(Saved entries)
● ● ● ● ● ● ●
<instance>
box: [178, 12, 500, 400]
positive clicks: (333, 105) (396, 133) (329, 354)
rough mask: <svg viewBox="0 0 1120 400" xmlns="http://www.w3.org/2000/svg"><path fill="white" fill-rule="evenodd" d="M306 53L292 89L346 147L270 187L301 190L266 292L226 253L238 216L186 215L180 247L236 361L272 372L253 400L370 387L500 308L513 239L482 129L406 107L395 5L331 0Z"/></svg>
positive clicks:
● ● ● ● ● ● ●
== What the task requires ==
In full and without deviation, reproduce the entries above.

== Solution to the problem ==
<instance>
box: [178, 12, 500, 400]
positive clicks: (333, 105) (396, 133) (329, 354)
rough mask: <svg viewBox="0 0 1120 400" xmlns="http://www.w3.org/2000/svg"><path fill="white" fill-rule="evenodd" d="M306 53L292 89L346 147L270 187L301 190L266 292L226 253L238 216L186 215L180 247L236 361L272 372L253 400L370 387L500 308L513 239L482 129L406 107L395 5L331 0Z"/></svg>
positive clicks:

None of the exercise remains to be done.